Dataset rows
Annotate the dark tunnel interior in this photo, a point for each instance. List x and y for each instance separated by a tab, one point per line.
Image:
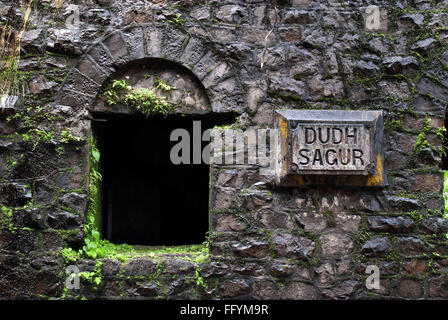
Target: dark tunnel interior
147	200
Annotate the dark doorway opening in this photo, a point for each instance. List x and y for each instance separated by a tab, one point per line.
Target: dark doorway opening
147	200
444	144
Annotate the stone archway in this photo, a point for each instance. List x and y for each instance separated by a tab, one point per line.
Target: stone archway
140	41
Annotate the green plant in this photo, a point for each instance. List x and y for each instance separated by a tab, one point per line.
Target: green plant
144	100
163	84
421	141
67	136
94	277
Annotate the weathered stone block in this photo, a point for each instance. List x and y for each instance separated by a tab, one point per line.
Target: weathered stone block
377	247
234	288
336	244
390	224
253	248
290	246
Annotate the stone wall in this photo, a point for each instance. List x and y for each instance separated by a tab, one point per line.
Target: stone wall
250	57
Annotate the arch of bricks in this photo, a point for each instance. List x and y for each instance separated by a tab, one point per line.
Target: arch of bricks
141	41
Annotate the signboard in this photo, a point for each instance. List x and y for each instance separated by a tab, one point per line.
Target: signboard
329	142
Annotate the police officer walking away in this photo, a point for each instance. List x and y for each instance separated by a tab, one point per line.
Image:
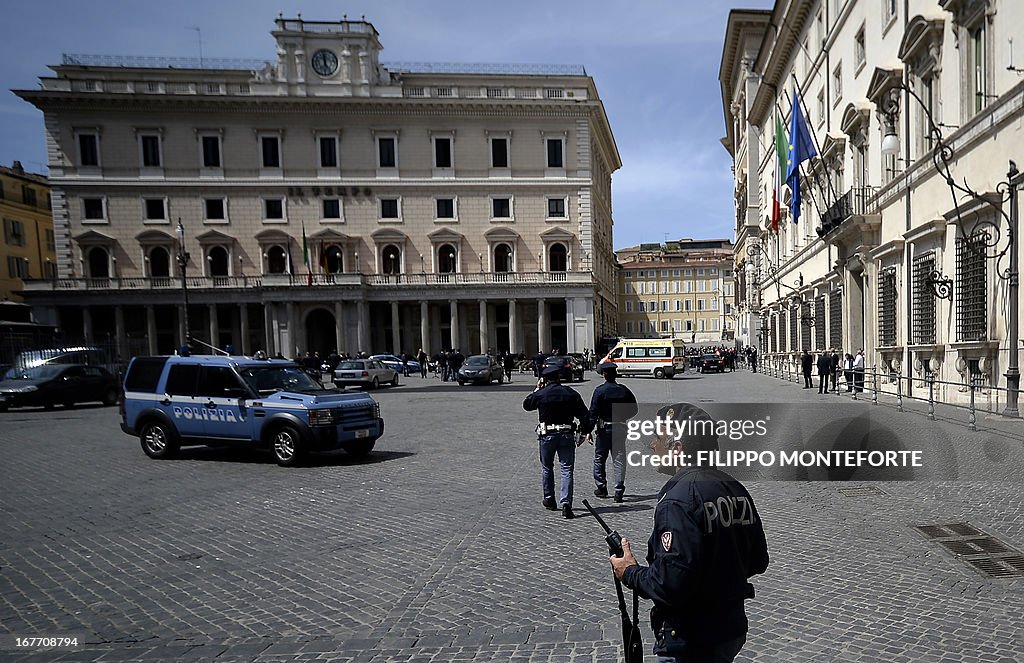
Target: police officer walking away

The request » Render the stretch from the line containing "Annotate the police" through the end of the items as a numbered list with blank lines skipped. Leave the pictures out.

Solution »
1. Annotate the police officer walking away in this photo, a point for each instance. List x and y for each instance separated by a tab, one point per line.
2. Image:
3. Target: police officer walking away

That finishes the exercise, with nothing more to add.